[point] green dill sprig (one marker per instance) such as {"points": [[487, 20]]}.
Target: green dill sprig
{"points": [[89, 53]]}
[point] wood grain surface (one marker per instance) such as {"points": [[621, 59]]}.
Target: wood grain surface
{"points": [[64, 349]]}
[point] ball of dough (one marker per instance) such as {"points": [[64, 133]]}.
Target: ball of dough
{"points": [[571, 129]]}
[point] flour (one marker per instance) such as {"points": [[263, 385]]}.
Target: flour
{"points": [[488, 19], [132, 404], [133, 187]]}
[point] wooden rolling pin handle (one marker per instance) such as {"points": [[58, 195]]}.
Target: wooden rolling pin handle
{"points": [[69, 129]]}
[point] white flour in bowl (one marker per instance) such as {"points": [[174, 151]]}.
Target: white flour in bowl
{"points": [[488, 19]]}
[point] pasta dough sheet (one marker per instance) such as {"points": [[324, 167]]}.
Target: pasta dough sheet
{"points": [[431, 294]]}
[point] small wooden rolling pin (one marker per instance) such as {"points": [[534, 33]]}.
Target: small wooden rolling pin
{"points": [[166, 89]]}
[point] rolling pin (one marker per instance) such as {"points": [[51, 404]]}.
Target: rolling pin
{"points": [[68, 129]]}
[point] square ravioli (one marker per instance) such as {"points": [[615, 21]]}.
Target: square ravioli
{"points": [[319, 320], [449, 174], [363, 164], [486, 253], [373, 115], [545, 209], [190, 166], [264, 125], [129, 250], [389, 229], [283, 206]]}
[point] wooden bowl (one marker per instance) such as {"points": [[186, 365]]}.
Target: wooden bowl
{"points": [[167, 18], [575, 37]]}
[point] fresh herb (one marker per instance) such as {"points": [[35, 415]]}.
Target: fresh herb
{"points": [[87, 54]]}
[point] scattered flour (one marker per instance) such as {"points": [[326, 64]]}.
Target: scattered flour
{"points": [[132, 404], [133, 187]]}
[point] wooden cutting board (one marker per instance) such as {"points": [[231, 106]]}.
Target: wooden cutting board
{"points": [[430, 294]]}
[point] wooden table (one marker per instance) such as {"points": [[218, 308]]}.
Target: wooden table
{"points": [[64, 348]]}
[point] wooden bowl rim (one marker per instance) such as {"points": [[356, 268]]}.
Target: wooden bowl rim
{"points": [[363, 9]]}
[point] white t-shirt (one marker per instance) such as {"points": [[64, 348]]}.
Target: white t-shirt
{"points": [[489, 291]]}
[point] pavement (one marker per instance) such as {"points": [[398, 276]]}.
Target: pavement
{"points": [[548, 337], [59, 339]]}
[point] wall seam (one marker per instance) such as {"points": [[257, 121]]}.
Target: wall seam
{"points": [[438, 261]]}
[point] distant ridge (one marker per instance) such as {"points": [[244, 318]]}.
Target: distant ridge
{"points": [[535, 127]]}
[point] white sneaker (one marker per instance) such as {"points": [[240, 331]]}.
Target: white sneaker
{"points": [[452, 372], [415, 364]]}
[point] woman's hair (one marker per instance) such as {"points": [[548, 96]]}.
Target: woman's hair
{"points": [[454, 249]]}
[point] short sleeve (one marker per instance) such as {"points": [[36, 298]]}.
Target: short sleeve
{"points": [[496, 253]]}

---

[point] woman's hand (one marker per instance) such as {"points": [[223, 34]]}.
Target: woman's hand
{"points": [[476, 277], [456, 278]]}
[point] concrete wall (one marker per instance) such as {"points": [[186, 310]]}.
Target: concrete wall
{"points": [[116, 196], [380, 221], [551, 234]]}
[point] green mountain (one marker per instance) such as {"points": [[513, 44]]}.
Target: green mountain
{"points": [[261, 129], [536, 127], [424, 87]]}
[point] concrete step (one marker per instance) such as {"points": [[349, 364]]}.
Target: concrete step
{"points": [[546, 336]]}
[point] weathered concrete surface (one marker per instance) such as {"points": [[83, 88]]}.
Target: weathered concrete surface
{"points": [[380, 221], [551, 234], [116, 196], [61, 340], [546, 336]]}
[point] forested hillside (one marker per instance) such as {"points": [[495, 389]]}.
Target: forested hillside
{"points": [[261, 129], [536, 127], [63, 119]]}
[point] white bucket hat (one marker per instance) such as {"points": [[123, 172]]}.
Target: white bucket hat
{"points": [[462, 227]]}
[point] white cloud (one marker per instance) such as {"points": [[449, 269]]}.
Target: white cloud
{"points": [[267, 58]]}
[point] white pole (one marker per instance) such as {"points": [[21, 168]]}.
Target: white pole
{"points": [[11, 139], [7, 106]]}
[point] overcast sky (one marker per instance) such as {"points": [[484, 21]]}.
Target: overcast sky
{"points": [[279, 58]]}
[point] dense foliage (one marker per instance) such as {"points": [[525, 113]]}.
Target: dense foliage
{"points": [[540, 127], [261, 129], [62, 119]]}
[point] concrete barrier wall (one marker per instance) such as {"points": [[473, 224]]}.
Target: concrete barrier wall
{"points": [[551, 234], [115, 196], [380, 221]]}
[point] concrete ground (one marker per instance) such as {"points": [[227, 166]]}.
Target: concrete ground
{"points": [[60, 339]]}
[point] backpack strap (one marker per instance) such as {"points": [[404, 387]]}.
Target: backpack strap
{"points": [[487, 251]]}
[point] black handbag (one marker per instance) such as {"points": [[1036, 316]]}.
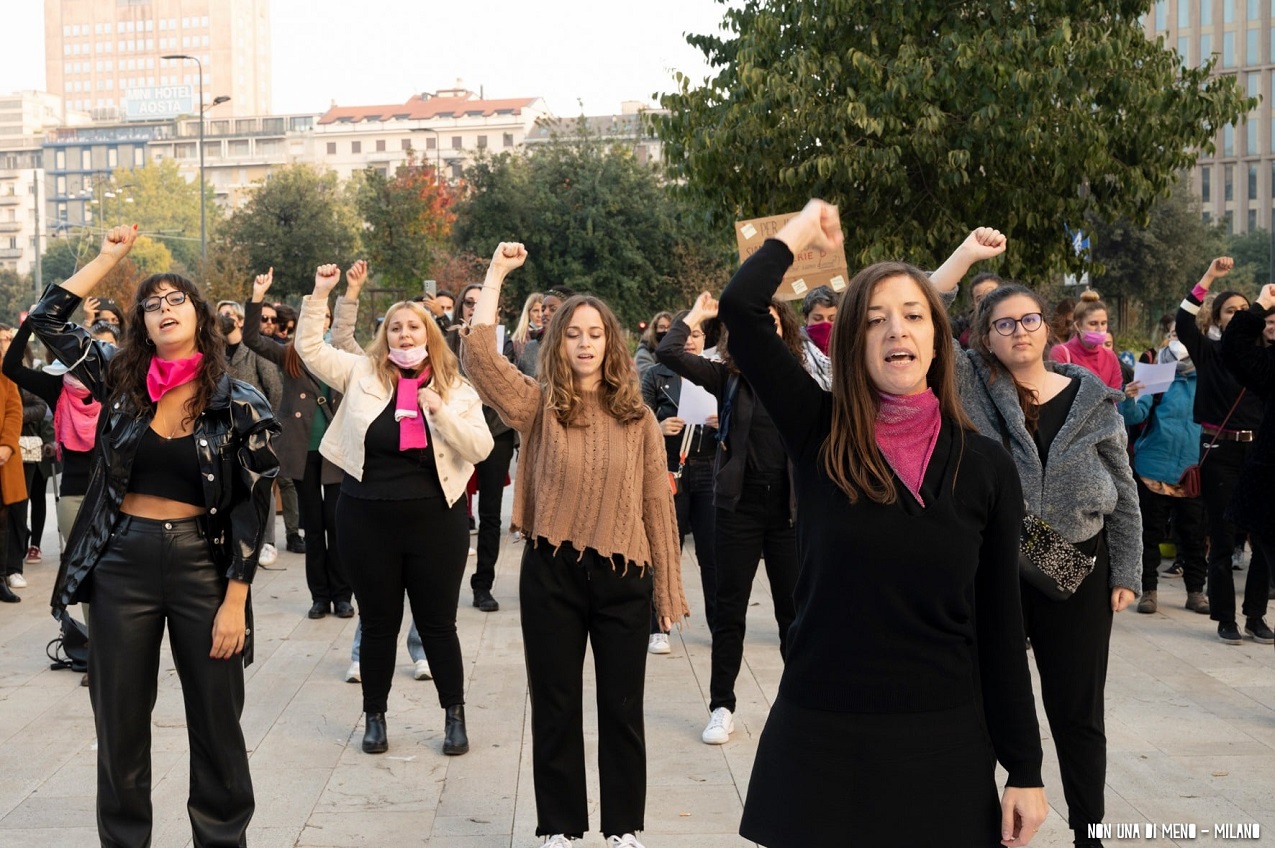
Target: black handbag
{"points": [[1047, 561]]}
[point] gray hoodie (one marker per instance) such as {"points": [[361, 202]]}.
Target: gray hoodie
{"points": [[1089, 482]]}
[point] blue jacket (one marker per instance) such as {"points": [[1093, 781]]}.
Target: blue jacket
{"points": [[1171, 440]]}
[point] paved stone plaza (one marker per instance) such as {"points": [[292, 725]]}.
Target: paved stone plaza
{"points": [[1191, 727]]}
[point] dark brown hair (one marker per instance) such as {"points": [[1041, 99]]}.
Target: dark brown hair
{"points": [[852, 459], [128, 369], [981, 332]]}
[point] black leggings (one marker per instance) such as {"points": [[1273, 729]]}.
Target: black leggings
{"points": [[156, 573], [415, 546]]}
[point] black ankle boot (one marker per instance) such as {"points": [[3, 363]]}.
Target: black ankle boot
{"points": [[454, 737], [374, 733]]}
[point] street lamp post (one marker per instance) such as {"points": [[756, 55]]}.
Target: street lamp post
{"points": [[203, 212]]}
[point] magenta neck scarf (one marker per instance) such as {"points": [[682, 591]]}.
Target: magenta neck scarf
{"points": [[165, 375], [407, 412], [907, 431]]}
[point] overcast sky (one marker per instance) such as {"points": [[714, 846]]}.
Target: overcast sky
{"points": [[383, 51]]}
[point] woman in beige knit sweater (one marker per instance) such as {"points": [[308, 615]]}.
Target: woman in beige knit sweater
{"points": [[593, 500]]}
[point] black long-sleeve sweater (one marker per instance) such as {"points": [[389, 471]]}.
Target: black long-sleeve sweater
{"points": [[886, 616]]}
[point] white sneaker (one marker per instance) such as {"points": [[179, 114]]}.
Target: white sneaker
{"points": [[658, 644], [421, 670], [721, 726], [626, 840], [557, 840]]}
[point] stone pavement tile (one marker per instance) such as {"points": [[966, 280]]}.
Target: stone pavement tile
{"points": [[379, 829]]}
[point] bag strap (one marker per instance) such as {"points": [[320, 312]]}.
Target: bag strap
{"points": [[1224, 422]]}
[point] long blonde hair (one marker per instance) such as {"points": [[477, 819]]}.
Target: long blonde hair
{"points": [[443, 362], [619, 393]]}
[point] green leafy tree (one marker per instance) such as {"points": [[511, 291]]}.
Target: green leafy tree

* * *

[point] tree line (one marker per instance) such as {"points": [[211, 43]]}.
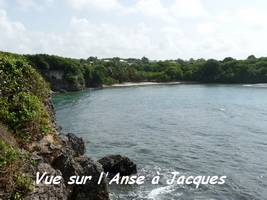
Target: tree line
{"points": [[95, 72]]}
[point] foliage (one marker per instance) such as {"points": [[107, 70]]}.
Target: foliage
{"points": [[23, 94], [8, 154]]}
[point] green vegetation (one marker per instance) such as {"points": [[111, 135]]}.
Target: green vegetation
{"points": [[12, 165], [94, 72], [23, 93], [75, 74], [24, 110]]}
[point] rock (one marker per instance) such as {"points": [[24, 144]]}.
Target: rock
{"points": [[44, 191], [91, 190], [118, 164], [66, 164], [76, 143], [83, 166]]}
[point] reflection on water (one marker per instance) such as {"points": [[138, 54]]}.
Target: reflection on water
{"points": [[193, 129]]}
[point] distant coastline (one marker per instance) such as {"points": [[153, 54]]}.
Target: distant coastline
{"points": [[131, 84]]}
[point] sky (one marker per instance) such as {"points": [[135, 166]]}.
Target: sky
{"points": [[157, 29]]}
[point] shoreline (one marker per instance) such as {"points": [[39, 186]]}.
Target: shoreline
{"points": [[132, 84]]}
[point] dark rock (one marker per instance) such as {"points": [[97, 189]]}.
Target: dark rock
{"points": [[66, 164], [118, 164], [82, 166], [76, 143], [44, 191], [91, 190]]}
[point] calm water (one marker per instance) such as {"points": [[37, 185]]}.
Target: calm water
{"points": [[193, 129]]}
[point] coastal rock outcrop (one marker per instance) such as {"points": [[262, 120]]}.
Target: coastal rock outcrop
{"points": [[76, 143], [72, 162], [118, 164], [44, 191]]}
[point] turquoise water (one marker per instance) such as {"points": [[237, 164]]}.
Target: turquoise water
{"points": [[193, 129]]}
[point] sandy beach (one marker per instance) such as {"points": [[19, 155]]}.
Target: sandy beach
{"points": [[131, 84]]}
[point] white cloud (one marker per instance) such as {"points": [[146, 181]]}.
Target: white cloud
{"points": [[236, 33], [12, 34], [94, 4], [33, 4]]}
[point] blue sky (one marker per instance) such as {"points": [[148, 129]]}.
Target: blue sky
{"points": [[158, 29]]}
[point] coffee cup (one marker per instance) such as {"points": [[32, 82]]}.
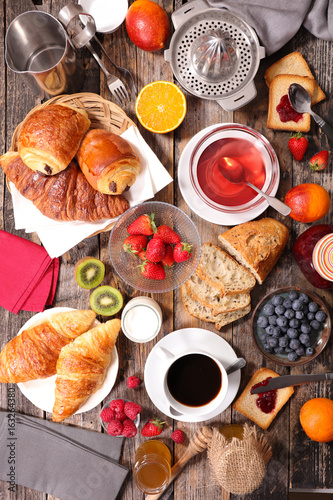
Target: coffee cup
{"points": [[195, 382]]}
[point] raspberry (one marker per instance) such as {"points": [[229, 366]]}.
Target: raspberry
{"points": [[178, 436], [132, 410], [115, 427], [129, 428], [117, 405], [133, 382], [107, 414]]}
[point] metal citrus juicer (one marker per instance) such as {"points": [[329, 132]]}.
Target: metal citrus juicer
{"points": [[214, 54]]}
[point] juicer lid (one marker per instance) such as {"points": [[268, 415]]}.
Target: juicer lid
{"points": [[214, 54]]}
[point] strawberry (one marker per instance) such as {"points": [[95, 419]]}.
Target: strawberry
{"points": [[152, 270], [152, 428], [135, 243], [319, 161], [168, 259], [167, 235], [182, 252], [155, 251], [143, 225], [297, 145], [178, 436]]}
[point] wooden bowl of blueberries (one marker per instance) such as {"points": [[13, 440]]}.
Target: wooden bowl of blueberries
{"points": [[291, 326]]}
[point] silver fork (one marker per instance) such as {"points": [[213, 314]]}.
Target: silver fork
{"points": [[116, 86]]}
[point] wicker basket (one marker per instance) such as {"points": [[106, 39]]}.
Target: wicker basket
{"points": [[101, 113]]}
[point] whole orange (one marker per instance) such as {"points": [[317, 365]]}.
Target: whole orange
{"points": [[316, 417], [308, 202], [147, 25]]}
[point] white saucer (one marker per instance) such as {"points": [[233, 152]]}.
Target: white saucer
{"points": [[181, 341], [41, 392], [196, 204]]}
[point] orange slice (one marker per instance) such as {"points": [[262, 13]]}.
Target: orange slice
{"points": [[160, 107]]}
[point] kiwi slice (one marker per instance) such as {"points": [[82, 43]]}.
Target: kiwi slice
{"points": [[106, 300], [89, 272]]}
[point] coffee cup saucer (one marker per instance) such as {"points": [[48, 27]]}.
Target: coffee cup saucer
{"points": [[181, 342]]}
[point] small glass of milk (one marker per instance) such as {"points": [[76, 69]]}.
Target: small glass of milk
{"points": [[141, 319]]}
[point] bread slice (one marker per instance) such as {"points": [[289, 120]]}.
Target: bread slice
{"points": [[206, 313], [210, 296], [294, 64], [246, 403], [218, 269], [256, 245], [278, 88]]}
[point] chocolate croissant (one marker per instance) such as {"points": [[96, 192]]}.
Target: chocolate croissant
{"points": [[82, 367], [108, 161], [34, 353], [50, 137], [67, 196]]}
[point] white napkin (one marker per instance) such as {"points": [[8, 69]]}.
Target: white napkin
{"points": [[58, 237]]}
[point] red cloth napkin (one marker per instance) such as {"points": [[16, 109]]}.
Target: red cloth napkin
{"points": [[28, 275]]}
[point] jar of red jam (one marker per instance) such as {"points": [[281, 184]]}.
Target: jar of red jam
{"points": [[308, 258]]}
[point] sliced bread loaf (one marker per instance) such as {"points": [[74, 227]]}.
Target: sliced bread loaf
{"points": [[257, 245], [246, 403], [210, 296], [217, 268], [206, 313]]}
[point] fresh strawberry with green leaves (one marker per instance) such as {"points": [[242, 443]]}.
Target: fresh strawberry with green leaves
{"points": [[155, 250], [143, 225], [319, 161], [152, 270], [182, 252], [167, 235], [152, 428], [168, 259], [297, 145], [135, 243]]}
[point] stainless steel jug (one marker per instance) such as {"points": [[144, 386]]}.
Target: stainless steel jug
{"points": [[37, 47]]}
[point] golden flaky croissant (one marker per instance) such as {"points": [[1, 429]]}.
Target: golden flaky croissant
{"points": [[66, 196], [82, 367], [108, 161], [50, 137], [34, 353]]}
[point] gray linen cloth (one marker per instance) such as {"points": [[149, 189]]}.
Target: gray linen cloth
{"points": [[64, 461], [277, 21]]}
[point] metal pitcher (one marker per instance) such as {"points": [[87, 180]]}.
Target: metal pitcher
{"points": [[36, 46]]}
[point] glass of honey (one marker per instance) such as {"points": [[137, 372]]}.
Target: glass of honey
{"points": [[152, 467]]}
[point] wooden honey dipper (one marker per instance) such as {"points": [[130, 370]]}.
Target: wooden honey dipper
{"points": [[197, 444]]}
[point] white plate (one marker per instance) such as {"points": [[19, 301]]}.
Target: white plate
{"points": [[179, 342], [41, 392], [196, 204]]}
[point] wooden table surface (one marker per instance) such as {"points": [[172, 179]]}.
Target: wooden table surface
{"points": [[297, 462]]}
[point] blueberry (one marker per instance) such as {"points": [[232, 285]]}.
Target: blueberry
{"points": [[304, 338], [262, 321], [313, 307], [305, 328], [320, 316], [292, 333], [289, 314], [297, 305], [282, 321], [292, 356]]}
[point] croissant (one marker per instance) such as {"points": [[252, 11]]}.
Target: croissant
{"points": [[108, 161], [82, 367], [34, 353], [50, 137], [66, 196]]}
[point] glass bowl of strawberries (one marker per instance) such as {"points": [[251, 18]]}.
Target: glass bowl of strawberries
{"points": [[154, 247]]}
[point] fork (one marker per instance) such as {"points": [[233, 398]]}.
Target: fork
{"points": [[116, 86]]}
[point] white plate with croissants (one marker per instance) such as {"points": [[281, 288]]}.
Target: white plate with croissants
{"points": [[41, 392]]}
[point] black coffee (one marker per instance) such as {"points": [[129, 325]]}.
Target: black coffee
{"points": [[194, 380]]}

*WORK TO DO:*
How many lines in the records above contain the word "metal"? Reply with the number only.

*COMPLETED TASK:*
4